- **Work to complete**
1 > Please answer these from the article on chat completion parameters:
(a) What range of values does top_p accept?
(b) What does a temperature value of 0 produce?
(c) Which model is given as supporting approximately 128k tokens of context?
2 > Extend the article on chat completion parameters, picking up right after its last sentence.

- **Source text**

==*==

Vound Colorado, Ltd. Knowledge Base - Intella Assist: OpenAI compatible chat completions request parameters

Overview

Intella Assist supports adjusting several parameters used in OpenAI-compatible Chat Completions API requests.

These parameters control aspects such as randomness, response length, and repetition behavior.

temperature

Type: Double (range 0.0 – 2.0)

Controls the randomness of generated responses.

A value of 0 produces deterministic results, 1 gives balanced variability, and higher values (up to 2) increase randomness and creativity.

top_p

Type: Double (range 0.0 – 1.0)

An alternative to the temperature parameter.

It uses “nucleus sampling” to limit responses to the top probability mass of tokens. In most cases, only one of temperature or top_p should be used.

max_tokens

Type: Integer (1 to model-specific limit)

Defines the maximum number of tokens (roughly words or pieces of words) that the model can generate in its response.

The limit depends on the model—for example, GPT-4-1106 supports approximately 128k tokens of context.

presence_penalty

Type: Double (range –2.0 to 2.0)

Encourages the model to introduce new topics.

Higher values reduce the likelihood of repeating earlier content and push the model to explore different ideas.

frequency_penalty

Type: Double (range –2.0 to 2.0)

Reduces repetition of identical words or phrases.

Higher values result in more varied and diverse language output.

==*==

- **Data section**
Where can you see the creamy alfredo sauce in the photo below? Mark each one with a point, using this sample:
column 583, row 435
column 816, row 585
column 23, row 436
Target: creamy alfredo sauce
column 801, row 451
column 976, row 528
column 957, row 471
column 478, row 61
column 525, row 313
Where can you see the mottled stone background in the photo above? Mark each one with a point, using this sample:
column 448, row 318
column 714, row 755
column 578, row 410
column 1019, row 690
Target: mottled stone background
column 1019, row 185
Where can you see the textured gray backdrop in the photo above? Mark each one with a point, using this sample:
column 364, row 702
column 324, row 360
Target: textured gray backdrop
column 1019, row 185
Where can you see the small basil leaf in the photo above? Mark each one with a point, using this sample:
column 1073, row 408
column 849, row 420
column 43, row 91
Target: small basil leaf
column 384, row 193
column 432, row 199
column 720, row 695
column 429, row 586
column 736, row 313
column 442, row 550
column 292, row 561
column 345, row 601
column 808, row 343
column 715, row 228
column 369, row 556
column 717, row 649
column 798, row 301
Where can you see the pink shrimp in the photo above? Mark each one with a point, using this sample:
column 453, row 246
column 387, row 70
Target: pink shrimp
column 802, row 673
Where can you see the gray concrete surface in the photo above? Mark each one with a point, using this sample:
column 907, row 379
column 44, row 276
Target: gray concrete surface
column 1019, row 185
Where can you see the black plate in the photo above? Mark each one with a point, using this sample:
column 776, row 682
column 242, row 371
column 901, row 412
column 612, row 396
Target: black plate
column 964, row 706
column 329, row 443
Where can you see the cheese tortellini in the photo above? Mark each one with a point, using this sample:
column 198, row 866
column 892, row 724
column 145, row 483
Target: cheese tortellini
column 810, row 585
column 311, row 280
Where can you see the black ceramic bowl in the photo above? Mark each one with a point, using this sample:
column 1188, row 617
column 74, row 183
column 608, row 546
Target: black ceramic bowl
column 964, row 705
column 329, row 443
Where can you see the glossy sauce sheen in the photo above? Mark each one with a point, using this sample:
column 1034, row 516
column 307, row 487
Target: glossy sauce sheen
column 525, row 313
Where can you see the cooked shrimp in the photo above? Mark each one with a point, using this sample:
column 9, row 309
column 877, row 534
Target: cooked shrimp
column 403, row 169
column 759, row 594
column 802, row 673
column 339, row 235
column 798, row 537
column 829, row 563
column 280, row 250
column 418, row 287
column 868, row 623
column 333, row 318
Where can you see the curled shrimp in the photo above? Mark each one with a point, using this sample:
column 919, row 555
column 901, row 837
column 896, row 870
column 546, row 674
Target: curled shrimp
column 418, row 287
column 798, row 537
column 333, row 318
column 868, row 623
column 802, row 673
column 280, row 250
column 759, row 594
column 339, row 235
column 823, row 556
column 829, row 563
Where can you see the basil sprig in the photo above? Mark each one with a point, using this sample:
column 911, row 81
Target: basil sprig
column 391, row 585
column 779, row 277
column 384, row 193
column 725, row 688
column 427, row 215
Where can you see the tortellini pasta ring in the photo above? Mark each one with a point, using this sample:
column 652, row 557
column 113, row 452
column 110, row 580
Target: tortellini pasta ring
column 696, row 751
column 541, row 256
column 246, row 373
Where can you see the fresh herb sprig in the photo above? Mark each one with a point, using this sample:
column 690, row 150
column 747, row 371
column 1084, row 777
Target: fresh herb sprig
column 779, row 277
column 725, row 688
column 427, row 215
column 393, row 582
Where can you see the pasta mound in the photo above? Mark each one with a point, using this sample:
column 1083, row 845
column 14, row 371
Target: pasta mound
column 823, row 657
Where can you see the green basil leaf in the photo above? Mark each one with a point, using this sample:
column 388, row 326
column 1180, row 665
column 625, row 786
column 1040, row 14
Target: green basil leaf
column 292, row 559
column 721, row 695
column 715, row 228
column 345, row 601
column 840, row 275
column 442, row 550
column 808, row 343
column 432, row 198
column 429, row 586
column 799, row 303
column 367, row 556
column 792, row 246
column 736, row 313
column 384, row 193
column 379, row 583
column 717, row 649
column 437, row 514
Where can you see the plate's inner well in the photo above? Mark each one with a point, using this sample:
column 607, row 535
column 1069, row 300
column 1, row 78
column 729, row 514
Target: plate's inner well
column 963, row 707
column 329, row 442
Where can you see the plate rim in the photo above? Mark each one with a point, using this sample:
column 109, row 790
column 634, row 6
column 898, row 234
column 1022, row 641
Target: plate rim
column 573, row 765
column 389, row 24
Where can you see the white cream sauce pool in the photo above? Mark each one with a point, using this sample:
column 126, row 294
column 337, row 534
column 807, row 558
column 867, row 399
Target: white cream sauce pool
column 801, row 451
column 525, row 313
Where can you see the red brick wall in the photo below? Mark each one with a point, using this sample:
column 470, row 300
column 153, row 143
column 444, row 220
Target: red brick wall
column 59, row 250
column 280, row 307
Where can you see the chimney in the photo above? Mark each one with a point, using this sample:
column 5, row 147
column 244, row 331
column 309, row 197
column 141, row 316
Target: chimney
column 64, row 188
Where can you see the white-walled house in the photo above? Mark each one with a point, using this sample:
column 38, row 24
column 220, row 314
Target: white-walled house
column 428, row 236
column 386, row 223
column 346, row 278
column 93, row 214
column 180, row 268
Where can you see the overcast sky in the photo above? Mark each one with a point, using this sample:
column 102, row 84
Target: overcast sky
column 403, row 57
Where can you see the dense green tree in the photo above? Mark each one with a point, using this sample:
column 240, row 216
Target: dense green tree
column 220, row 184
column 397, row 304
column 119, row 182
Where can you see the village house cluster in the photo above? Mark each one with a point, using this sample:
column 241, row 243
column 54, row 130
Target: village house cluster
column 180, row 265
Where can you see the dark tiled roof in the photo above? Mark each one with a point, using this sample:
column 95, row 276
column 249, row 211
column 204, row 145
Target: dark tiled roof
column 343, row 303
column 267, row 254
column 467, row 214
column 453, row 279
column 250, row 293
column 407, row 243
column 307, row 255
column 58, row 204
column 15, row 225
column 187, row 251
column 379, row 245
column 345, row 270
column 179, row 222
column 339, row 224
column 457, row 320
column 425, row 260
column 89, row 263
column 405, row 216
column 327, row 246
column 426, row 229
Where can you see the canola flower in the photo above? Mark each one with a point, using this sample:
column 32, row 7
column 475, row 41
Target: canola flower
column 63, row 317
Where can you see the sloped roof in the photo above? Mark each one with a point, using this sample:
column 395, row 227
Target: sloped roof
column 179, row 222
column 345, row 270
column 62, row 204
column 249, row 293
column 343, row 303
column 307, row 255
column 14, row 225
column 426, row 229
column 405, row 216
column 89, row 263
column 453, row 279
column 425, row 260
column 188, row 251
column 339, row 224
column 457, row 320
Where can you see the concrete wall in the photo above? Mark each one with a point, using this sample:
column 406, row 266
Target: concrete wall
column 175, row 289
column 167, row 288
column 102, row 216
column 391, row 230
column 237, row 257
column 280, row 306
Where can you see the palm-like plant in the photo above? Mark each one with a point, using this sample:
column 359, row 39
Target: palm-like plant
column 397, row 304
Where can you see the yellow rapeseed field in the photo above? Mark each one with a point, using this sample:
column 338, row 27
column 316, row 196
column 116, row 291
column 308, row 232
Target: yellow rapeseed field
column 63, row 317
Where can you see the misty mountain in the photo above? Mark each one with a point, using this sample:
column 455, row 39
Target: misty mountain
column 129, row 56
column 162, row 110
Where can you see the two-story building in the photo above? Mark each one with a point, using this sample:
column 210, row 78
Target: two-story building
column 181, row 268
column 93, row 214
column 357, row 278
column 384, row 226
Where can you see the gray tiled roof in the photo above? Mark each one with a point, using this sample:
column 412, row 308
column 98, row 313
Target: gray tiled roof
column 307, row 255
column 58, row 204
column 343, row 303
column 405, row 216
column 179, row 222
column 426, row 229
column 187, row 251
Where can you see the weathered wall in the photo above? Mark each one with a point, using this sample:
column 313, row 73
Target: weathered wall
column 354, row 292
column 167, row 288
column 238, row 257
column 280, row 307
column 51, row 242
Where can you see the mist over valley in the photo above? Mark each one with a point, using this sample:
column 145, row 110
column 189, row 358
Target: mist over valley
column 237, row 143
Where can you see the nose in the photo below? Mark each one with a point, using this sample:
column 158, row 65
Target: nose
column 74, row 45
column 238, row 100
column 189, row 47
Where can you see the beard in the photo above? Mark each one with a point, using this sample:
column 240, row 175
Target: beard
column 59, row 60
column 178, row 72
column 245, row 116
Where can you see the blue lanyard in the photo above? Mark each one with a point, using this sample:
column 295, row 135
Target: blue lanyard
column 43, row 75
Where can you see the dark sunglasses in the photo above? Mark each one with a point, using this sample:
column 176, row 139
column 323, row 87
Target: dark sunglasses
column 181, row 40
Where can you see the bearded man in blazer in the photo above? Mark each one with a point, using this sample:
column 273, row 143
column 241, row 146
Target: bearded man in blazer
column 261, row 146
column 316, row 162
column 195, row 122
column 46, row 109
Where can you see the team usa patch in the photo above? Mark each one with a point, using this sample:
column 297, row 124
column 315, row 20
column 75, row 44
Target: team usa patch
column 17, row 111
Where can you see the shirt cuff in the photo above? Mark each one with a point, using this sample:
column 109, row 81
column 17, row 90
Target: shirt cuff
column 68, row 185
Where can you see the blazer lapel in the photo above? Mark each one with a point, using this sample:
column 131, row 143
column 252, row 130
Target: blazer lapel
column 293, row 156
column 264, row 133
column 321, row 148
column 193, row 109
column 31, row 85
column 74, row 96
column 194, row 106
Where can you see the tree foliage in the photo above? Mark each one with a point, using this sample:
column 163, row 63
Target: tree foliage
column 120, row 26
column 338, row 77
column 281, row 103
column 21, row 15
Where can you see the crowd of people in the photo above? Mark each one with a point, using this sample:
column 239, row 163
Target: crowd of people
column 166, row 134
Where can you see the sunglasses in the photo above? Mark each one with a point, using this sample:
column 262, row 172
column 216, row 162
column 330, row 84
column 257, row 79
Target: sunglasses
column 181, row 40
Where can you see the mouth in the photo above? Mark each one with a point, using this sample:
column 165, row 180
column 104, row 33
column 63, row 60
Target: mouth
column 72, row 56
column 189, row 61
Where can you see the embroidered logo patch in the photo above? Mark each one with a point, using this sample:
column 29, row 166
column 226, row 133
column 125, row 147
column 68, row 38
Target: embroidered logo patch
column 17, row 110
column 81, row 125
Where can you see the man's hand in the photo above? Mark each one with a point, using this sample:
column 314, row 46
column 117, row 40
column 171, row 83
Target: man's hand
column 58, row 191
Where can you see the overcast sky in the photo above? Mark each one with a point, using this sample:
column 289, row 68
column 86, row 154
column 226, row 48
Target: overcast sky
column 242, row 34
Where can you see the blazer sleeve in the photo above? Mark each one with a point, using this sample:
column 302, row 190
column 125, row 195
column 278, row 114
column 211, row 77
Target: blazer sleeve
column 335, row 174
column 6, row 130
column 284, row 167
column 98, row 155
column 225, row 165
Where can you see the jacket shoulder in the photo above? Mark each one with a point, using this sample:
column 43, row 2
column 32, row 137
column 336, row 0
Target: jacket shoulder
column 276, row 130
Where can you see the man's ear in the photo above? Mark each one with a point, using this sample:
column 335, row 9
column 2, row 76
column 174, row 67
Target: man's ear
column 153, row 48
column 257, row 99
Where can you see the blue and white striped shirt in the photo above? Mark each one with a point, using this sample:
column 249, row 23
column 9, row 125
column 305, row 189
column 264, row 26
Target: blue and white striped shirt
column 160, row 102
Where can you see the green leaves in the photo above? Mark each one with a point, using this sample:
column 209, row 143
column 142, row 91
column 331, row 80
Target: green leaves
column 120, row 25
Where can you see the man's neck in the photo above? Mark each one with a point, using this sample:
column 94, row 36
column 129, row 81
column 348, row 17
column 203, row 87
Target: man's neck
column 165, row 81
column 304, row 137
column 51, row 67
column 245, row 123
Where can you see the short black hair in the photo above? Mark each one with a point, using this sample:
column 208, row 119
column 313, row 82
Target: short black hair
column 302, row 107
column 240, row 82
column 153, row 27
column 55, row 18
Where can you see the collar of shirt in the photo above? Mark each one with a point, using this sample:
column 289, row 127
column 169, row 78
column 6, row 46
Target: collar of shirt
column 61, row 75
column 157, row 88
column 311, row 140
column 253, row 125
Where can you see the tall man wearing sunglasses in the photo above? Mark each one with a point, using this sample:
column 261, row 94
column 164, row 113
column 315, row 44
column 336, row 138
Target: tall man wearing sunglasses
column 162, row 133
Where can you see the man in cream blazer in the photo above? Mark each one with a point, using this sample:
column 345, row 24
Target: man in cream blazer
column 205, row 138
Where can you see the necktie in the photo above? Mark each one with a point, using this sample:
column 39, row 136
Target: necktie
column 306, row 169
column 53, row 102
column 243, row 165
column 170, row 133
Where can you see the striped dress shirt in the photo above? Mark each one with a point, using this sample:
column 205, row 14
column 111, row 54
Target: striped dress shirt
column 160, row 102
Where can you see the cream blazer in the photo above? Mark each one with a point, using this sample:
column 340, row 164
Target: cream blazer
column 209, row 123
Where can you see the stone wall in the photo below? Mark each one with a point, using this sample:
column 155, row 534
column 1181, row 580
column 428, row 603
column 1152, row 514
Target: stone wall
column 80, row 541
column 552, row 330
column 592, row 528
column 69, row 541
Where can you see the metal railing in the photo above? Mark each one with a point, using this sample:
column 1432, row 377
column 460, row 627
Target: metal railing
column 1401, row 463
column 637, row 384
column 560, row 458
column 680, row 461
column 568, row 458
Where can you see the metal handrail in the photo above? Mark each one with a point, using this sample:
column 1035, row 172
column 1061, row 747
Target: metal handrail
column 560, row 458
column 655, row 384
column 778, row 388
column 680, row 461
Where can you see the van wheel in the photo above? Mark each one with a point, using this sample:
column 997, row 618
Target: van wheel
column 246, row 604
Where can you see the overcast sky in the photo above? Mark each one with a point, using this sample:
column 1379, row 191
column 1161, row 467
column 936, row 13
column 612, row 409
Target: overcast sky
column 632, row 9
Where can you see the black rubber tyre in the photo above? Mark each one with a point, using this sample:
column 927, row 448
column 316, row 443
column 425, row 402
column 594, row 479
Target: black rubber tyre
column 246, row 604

==*==

- **Response list**
1 >
(a) 0.0 – 1.0
(b) Deterministic results
(c) GPT-4-1106

2 >
To adjust these parameters, add one or more of the following keys to your user.prefs file:

IntellaAssistReqParamTemperature

IntellaAssistReqParamTopP

IntellaAssistReqParamMaxTokens

IntellaAssistReqParamPresencePenalty

IntellaAssistReqParamFrequencyPenalty

The user.prefs file is stored in one of the following locations, depending on the product you are using:

C:\Users\<USERNAME>\AppData\Roaming\Intella\prefs\user.prefs

C:\Users\<USERNAME>\AppData\Roaming\Intella Investigator\prefs\user.prefs

C:\Users\<USERNAME>\AppData\Roaming\Intella Connect\prefs\user.prefs

Notes

- Changes take effect after restarting the product.

- Use either temperature or top_p, but not both.

- Increasing max_tokens allows longer answers but may raise processing time and token usage.

- If these parameters are not defined, they are not included in the request sent to the LLM provider.

In that case, the provider’s own default values (if any) will apply automatically.